• **Written tasks**:
a. In the trans-Pennine rail passage, how large is the productivity gap that the Northern Way aims to close?
b. Extend the trans-Pennine rail passage with new sentences that pick up after its final one.

• **Provided text**:
Based on the work that the Northern Way has carried out to date, it is likely that a new higher-speed rail route across the Pennines will need to be built in the next 15 to 20 years or so. Successful delivery of the Northern Way’s goal of closing the £30 billion productivity gap in relation to the north’s economy will result in faster rates of passenger growth than the Government assumed in the recent White Paper, “Delivering a Sustainable Railway”.
The view of the groups that I named earlier, as well as of the many MPs who have signed early-day motion 459, tabled by my hon. Friend the Member for Manchester, Blackley (Graham Stringer), is that the Woodhead rail route offers the most cost-efficient option for building trans-Pennine capacity in the long term. It also offers the most environmentally sustainable option. Indeed, the view is that only the 1953 Woodhead tunnel route offers the prospect of a broadly non-contentious means of enhancing cross-Pennine capacity sustainably. The alternative would be a brand new route, which would entail large-scale tunnelling, the cost and environmental consequences of which could militate against its adoption as the preferred policy. That is why there is such opposition to any use of the 1953 tunnel by National Grid for recabling work, unless there is a commitment from National Grid to maintain all three tunnels and to return the cabling to the Victorian tunnels as and when the rail route is required to be brought back into use.

• **Given material**:
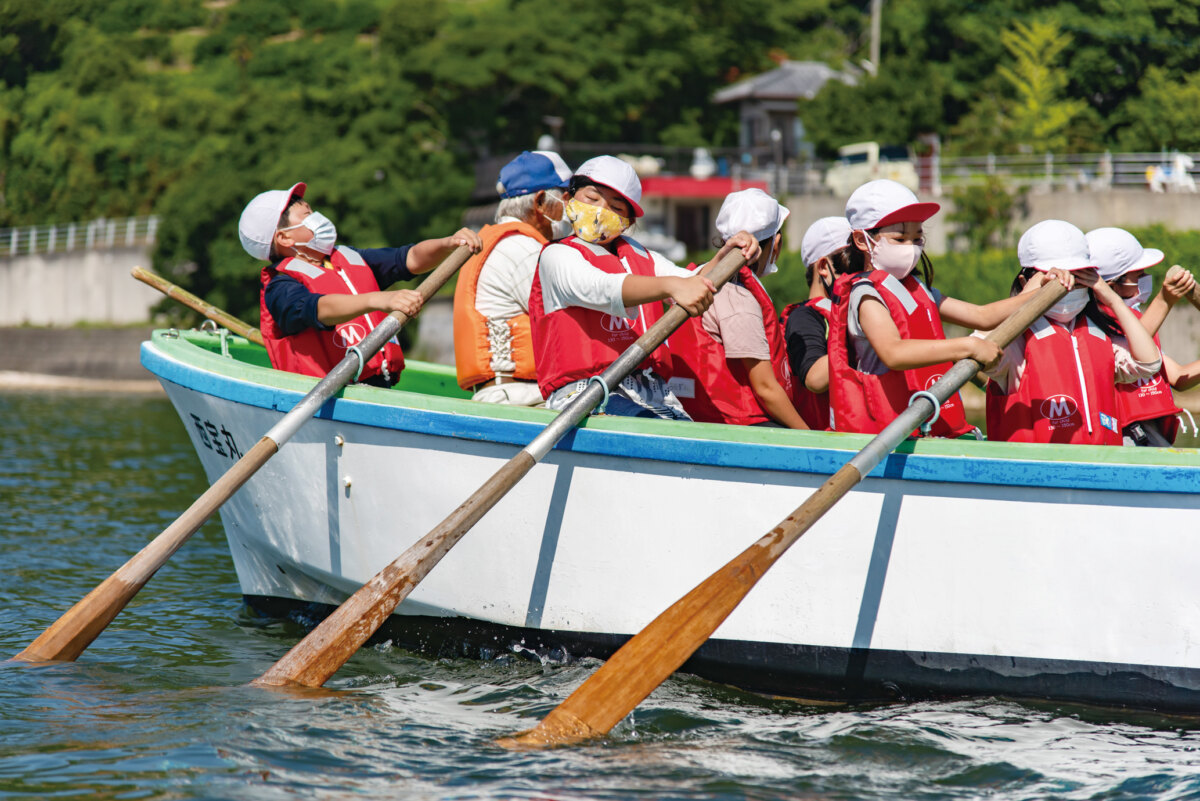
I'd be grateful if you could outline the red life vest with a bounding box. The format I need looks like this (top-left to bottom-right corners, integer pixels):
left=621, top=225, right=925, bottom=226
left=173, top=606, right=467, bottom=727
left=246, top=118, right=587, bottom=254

• **Task-by-task results**:
a. £30 billion

b.
There is an economic case and an environmental case for a Crossrail for the north. The economic case is strong. The existing Hope Valley line is exactly that—much of the time, those who use it do so more in the hope than the expectation of getting to their destination—and there never was a more inappropriately named rail service than the Manchester airport “express” from Cleethorpes to Manchester. I shall give some examples. The journey from Sheffield to Manchester airport on that line, a distance of 30 miles, takes a minimum of one hour and 20 minutes. Sheffield to Newcastle, a distance of 134 miles, takes two hours and 20 minutes—two hours minimum, actually. Doncaster to London—a route well known to my right hon. Friend the Minister—takes a minimum of one and three quarter hours; that is for a distance of 140 miles. The case is clear.
Tom Levitt (High Peak) (Lab): My hon. Friend represents one end of the Woodhead tunnel and I represent the other. She is absolutely right when she talks of the Hope Valley line, which is not even capable of running fast—I use the word euphemistically—and slow trains at the same time, let alone taking significant amounts of freight. Does she agree that over the years there has also been considerable support from the private sector for the Woodhead freight route, which would take pressure off Hope and the other existing trans-Pennine routes?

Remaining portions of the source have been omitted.